SHORT TASK:
Turn the data, from the line that contains "roof and return bounding boxes." through the end of the data, into a numbered list, leaving out any blank lines.

EXTRACTED DATA:
----------

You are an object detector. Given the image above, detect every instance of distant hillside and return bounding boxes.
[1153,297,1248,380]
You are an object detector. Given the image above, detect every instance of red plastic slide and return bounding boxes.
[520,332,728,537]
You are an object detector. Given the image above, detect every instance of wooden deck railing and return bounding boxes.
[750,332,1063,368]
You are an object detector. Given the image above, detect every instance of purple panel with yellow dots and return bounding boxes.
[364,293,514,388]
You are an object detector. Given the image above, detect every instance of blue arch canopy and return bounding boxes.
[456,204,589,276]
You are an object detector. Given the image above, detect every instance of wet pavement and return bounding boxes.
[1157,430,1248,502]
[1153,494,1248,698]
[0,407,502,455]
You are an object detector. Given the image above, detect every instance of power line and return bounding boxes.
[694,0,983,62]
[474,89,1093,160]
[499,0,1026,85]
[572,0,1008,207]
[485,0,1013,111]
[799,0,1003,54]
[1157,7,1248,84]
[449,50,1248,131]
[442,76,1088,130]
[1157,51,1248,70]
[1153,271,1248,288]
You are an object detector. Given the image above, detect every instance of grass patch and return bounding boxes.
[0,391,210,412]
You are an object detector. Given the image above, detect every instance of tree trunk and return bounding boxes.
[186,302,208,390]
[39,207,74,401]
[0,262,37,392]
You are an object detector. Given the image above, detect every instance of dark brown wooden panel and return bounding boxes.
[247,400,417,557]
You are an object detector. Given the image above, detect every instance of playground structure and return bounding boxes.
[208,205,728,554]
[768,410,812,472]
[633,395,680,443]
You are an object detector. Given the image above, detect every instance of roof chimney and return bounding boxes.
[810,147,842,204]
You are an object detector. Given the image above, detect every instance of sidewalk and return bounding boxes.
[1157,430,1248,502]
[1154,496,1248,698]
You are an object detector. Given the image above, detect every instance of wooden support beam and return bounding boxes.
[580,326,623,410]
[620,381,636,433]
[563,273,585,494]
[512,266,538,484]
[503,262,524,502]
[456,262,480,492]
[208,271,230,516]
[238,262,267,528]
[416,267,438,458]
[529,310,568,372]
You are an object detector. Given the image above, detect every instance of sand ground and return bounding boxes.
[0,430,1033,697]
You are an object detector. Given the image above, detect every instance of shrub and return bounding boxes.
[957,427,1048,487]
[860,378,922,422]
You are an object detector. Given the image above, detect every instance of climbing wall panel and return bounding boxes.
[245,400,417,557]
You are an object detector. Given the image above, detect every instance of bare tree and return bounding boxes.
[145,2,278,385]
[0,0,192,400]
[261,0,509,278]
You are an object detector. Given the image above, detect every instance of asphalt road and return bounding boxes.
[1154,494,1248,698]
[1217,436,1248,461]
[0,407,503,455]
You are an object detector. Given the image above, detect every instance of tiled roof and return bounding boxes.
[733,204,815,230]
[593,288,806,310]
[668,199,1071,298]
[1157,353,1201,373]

----------

FULL ANSWER:
1. You are an object detector. Given the image above, detect every instance of tiled roof and return bounding boxes.
2. [733,204,815,230]
3. [593,288,806,310]
4. [668,199,1071,298]
5. [1157,353,1201,373]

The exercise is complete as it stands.